What to do: Pull each line containing "ceiling" out of the data and copy it.
** The data follows **
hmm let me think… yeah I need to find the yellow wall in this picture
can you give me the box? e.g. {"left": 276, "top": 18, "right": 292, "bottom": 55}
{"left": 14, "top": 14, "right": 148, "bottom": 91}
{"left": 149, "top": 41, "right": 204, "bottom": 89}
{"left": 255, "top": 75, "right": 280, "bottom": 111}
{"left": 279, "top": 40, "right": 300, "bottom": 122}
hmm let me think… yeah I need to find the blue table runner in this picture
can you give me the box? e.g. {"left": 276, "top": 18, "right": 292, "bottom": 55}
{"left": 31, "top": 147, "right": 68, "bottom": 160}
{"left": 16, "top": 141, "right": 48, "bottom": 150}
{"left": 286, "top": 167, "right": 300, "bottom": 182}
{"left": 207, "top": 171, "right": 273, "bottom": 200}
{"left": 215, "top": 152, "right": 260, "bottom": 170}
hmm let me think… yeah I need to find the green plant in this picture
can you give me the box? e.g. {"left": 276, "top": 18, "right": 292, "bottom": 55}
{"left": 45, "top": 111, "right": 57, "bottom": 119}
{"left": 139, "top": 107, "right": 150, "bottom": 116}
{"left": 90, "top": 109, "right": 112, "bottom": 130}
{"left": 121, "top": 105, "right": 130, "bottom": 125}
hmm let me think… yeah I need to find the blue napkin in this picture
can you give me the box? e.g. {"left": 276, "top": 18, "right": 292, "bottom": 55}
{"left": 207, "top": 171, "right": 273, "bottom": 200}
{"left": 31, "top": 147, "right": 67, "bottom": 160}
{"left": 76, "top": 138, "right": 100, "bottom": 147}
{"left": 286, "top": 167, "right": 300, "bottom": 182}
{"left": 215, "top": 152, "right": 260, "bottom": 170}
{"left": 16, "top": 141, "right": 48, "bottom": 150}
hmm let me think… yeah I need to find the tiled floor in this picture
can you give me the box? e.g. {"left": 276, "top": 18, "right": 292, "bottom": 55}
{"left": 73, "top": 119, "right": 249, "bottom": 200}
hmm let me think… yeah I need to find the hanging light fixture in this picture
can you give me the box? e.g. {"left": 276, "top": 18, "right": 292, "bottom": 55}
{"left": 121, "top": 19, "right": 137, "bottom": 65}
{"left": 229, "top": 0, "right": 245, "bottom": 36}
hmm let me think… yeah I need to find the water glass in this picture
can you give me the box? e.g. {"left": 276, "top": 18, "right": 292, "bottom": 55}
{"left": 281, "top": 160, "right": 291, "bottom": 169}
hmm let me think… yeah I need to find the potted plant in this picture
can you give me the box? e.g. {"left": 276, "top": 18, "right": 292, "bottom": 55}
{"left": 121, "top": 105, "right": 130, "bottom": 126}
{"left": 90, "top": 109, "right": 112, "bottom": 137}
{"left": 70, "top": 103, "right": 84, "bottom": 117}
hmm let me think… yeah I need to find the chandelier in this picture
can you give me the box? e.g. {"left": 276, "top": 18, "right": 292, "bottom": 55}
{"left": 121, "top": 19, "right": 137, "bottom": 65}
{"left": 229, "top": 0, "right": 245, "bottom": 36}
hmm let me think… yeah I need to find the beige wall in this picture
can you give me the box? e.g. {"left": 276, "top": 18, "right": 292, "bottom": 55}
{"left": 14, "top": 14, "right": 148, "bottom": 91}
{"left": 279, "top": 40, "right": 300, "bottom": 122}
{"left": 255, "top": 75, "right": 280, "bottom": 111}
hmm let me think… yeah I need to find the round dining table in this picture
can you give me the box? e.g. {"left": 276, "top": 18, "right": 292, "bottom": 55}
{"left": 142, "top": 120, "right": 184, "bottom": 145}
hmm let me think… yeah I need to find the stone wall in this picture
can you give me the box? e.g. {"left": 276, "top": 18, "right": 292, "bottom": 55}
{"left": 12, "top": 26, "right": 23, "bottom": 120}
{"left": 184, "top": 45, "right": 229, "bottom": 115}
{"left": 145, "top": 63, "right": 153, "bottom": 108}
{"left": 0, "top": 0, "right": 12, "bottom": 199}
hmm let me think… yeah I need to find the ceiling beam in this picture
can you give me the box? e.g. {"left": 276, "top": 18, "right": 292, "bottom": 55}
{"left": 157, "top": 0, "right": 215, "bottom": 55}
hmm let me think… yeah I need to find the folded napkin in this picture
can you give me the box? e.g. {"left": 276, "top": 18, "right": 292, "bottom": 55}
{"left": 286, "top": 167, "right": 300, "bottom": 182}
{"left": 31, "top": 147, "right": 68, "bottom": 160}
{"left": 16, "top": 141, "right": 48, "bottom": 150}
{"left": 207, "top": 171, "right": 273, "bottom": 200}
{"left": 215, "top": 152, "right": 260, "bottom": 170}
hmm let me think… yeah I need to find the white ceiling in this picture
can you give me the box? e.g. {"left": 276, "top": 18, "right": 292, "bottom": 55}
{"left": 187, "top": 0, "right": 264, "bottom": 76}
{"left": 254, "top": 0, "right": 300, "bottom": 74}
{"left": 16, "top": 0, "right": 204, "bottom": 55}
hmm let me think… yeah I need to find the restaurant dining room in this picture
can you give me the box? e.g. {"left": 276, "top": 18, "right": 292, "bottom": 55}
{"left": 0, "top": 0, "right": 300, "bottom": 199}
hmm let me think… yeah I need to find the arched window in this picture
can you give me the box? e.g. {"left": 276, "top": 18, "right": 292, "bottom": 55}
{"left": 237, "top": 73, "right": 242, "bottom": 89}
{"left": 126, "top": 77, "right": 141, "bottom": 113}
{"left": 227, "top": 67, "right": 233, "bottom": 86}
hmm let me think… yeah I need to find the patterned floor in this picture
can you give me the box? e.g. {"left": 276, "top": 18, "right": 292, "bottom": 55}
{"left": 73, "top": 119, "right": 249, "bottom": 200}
** End of The data **
Response:
hmm let me think… yeah I need to find the ceiling beam in this picture
hmm let me think… yeah I need to find the white ceiling in this picture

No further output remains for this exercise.